** BEGIN The data **

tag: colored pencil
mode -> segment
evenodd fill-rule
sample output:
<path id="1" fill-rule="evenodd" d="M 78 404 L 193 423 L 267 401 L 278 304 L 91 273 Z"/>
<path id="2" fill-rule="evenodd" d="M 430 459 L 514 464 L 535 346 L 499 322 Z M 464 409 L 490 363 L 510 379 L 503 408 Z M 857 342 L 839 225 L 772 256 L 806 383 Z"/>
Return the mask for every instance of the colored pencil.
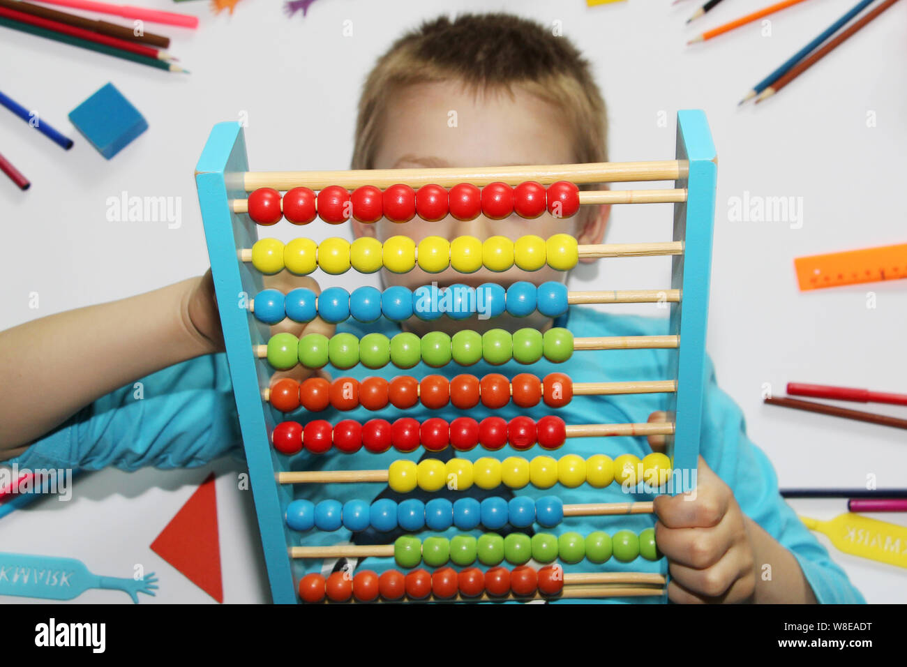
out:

** END The data **

▸ Job: Render the listing above as a Markdown table with the columns Row and Line, numbering each line and skipping blank ones. Leave the pictures out of your answer.

▸ Response to this exercise:
| Row | Line |
|---|---|
| 1 | tag: colored pencil |
| 2 | mode -> segment |
| 3 | evenodd fill-rule |
| 4 | sample output: |
| 5 | <path id="1" fill-rule="evenodd" d="M 78 404 L 193 423 L 267 401 L 278 304 L 91 273 Z"/> |
| 6 | <path id="2" fill-rule="evenodd" d="M 430 459 L 514 464 L 535 346 L 499 322 Z M 464 409 L 490 363 L 510 379 L 503 408 Z M 857 342 L 839 225 L 772 256 L 806 383 Z"/> |
| 7 | Return the mask for every instance of the colored pencil. |
| 8 | out: |